→ What you need to do
Each entry should be quoted word for word, including every mark of punctuation.

→ Information given
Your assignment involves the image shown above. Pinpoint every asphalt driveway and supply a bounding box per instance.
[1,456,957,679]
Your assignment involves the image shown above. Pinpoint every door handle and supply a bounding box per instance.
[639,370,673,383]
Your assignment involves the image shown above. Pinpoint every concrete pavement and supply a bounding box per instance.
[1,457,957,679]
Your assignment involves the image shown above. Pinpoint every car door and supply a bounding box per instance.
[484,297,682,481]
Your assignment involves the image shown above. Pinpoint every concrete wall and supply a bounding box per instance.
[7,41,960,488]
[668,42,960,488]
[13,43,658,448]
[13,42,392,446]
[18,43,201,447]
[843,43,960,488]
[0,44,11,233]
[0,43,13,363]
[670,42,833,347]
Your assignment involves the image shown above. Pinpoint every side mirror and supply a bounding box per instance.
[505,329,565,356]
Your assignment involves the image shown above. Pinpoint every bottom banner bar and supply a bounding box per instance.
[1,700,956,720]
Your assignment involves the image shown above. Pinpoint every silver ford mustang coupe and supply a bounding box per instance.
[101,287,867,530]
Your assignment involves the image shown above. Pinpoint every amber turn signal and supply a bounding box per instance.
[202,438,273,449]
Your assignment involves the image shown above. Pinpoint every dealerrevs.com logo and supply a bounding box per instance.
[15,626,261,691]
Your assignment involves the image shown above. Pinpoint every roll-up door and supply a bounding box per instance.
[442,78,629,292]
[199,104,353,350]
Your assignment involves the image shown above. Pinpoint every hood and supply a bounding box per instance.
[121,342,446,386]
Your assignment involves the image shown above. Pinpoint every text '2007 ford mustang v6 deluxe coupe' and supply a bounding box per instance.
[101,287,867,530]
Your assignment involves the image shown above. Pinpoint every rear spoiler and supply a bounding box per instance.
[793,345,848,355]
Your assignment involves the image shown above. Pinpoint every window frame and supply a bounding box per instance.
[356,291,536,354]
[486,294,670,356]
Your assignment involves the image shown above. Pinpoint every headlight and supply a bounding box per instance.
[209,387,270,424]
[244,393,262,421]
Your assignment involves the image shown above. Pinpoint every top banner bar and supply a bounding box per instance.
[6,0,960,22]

→ Problem solution
Your assignment involves the image shown above. Pinpoint every asphalt driveway and supply a bounding box per instance.
[1,456,957,679]
Your assignment involves the image shown above. Pinpoint every door handle and supply a bounding box per instance.
[639,370,673,383]
Your assignment involves the image shown above. Pinpoint every concrete pavement and supply a bounding box per instance.
[1,457,957,679]
Your assignment involves the image shown above. Pinpoint every car door and supply a bounding box per instance.
[484,297,682,481]
Your assignment involves the image shown above. Pinpoint every concrete wall and supply a bounding box per instance.
[7,41,960,488]
[668,42,960,488]
[13,43,658,448]
[13,42,392,446]
[18,43,201,447]
[843,43,960,488]
[0,44,11,233]
[0,43,13,363]
[670,42,833,347]
Your assignment involves the image shown above. Pinpoint every side mirror and supply a bounding box per instance.
[505,329,565,356]
Your assignment involves the image shown above. Pinpoint every bottom banner bar and supply a bounding box per instance.
[1,700,956,720]
Your assignment involves the image shown above. Pinpoint every silver ford mustang coupe and supply a bounding box per instance.
[101,287,867,530]
Your assignment involves the image shown above. Pinpoint every amber turn signal and supply a bounding box per instance.
[202,438,273,449]
Your assignment involves the image shown above. Pinpoint every dealerrevs.com logo and supply a bounding box per instance.
[15,626,261,691]
Your assignment involves the image shown above. Pinpoint every roll-up door and supply a bounding box per instance.
[442,78,629,292]
[199,104,353,350]
Your assignment involves the image shown above. Pinpoint every hood and supply a bounding box per instance.
[121,342,446,386]
Your assignment involves the image shown above. Pinpoint every text '2007 ford mustang v6 deluxe coupe' and supply a bounding box per instance.
[101,287,867,530]
Your assignment involves the image shown above. Pinpoint every rear spoiler and supply a bounding box per instance.
[793,345,848,355]
Your assignment involves the image shown above. Pinpoint every window frame and supply a bounding box per instance.
[356,291,536,354]
[486,294,670,356]
Your assignment involves the image shown above. Pinpoint every headlight and supply a bounding box per instance.
[209,387,270,424]
[244,393,262,421]
Your assignment involves the image shown above. Pinpoint every top banner bar and supply a bounding box per instance.
[6,0,960,22]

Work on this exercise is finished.